Source information ->
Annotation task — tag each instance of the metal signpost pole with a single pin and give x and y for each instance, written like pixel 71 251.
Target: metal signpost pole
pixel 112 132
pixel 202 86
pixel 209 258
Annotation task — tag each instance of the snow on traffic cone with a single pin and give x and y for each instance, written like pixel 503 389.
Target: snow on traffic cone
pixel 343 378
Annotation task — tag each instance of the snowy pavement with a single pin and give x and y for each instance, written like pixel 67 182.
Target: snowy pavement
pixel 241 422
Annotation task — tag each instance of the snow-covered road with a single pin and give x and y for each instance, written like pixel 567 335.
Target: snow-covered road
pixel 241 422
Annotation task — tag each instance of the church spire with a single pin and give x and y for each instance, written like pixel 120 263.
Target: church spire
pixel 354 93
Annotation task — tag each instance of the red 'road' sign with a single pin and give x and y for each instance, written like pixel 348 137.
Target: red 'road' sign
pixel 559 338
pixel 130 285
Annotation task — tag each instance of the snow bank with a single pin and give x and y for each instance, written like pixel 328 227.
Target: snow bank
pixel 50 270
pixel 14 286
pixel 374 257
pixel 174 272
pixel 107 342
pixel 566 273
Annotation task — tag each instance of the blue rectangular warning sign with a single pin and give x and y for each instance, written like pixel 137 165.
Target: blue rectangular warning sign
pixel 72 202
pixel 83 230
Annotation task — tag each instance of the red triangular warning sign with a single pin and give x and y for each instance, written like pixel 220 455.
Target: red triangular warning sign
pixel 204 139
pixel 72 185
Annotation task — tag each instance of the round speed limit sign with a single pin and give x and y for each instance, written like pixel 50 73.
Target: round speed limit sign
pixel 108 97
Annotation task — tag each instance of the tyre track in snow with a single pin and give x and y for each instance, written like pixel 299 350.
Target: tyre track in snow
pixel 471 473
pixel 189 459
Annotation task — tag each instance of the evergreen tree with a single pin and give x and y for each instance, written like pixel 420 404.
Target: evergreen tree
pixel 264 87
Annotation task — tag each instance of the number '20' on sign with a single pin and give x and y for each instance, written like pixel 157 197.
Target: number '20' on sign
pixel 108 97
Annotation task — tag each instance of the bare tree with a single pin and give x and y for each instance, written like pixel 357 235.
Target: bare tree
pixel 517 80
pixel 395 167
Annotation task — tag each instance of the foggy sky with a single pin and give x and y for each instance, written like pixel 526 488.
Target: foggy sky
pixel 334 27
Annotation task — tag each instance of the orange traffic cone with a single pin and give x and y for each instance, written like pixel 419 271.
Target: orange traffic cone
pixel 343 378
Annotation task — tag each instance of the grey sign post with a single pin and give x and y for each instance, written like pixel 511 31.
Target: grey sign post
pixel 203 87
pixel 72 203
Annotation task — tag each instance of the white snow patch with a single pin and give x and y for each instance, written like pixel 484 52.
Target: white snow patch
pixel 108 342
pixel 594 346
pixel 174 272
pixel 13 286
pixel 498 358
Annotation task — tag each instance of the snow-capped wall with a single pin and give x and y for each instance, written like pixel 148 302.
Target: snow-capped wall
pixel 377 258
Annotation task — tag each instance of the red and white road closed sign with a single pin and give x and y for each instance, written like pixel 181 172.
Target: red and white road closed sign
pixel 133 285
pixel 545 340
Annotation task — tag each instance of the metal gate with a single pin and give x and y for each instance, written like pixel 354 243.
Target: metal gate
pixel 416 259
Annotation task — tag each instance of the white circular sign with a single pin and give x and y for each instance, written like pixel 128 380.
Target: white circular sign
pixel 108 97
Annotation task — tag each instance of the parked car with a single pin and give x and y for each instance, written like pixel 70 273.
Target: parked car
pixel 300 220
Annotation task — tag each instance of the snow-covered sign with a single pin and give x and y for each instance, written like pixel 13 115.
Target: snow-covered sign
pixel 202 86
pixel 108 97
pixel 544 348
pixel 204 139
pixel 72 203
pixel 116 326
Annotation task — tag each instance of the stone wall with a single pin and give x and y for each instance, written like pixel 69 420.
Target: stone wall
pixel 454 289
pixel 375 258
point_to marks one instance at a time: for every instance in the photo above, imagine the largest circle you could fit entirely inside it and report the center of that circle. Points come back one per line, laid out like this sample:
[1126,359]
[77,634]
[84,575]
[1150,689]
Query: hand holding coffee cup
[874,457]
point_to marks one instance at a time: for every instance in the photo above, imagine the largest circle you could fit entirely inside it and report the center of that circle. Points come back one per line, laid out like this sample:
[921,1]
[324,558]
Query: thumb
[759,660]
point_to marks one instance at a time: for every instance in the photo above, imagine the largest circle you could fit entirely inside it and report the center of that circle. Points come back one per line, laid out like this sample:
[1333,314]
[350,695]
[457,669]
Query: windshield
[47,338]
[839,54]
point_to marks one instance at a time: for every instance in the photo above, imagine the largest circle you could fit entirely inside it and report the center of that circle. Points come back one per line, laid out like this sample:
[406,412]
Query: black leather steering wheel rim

Task details -> Every record above should be output exactly.

Result of this exercise ->
Annotation task — tag each instance of the metal signpost pole with a single pin and give x and y for each instance, written like pixel 71 251.
Target: metal signpost pole
pixel 112 132
pixel 202 86
pixel 209 258
Annotation task — tag each instance of the snow on traffic cone with a single pin and give x and y for each instance, written like pixel 503 389.
Target: snow on traffic cone
pixel 343 378
Annotation task — tag each instance of the snowy pavement with a single pin and give x and y for each instance, written like pixel 67 182.
Target: snowy pavement
pixel 241 422
Annotation task — tag each instance of the snow-covered road with a single pin and give x and y for each instance, written like pixel 567 335.
Target: snow-covered road
pixel 241 422
Annotation task — tag each instance of the church spire with a single pin and give x and y for each instance, written like pixel 120 263.
Target: church spire
pixel 354 93
Annotation task — tag each instance of the red 'road' sign with a single pin and give x and y for each instance, written like pixel 348 137.
Target: red 'road' sign
pixel 559 338
pixel 130 285
Annotation task — tag each instance of the snow bank with a single pin and give x and y for each instance, written like pixel 328 227.
Target: snow bank
pixel 50 270
pixel 14 286
pixel 374 257
pixel 174 272
pixel 107 342
pixel 566 273
Annotation task — tag each instance of the blue rectangular warning sign with a single pin and give x and y for each instance, written like pixel 137 165.
Target: blue rectangular warning sign
pixel 72 202
pixel 83 230
Annotation task — tag each instance of the red triangular warning sign with a single pin and give x and y for each instance, written like pixel 220 455.
Target: red triangular warning sign
pixel 204 139
pixel 72 185
Annotation task — tag each instance of the round speed limit sign with a single pin and give x and y for each instance, written like pixel 50 73.
Target: round speed limit sign
pixel 108 97
Annotation task — tag each instance of the tyre track in snow with a single pin and give x and y for each instance, written like pixel 299 350.
Target: tyre track in snow
pixel 471 473
pixel 189 459
Annotation task — tag each instance of the evergreen tree with a single pin and give x and y for each instance, written like pixel 420 404.
Target: evergreen tree
pixel 264 87
Annotation task — tag each instance of the number '20' on sign with a single pin and give x and y for each instance, written like pixel 157 197.
Target: number '20' on sign
pixel 108 97
Annotation task — tag each instance of the bare tree with a single pin and give x and y for each instance, written like pixel 357 235.
Target: bare tree
pixel 517 80
pixel 395 167
Annotation task — tag each instance of the foggy sky with a single pin and give x and y for each instance, written like pixel 526 488.
Target: foggy sky
pixel 334 27
Annotation task — tag each instance of the orange traffic cone with a single pin and give x and y for each instance, written like pixel 419 271.
Target: orange traffic cone
pixel 343 378
Annotation task — tag each instance of the grey sign post with a single pin and give x and y for each instance, written like pixel 511 31.
Target: grey sign post
pixel 203 87
pixel 72 203
Annotation task — tag each instance of the white snow patch with a single pin and give x and y for each instance, written like pixel 484 52.
Target: white snow patch
pixel 108 342
pixel 594 346
pixel 174 272
pixel 13 286
pixel 498 358
Annotation task — tag each instance of the snow-capped wall with a single pin and give x and y for each instance, written like pixel 148 302.
Target: snow-capped wall
pixel 377 258
Annotation task — tag each instance of the red and white road closed sign with a single pin and give x and y for each instance, written like pixel 181 172.
Target: red and white road closed sign
pixel 133 285
pixel 545 340
Annotation task — tag each instance of the metal gate with a single pin and give x and y for each instance, written like pixel 354 243.
Target: metal gate
pixel 416 259
Annotation task — tag each instance of the white circular sign with a single pin and give x and y for each instance, written like pixel 128 380.
Target: white circular sign
pixel 108 97
Annotation task — tag each instance of the parked car with a single pin and give x and y for each instance, written like pixel 70 273.
Target: parked car
pixel 300 220
Annotation task — tag each instance of the snow-covered sign with a single pin and give x and y for each instance, written like pixel 13 115.
Target: snow-covered sign
pixel 202 86
pixel 108 97
pixel 544 348
pixel 204 139
pixel 72 203
pixel 116 326
Annotation task — tag each instance of the stone wall with a single pin and give x and y for each instance, written like pixel 69 420.
Target: stone wall
pixel 454 289
pixel 375 258
point_to marks one instance at a time: for every instance in the photo above, imagine the largest circle you could fit entirely inside it and report the center of that circle. Points come back one per line, laid out like this sample:
[1126,359]
[77,634]
[84,575]
[1150,689]
Query: hand holding coffee cup
[874,457]
point_to marks one instance at a time: for every instance in the photo above, imagine the largest circle you could fit entirely inside it and report the center of that circle. Points come back one per line, laid out like this sample:
[921,1]
[324,558]
Query: thumb
[759,660]
point_to marks one instance at a time: for every instance in the photo above, imagine the largest circle you could fit entirely inside it and report the center of that circle. Points come back one per line, laid out like this sample:
[1333,314]
[350,695]
[457,669]
Query: windshield
[47,338]
[839,54]
point_to marks one instance at a time: for every instance in the photo above, imagine the largest circle you could fit entirely inside it and report the center of that circle. Points come back one per line, laid out like this sample:
[406,412]
Query: black leather steering wheel rim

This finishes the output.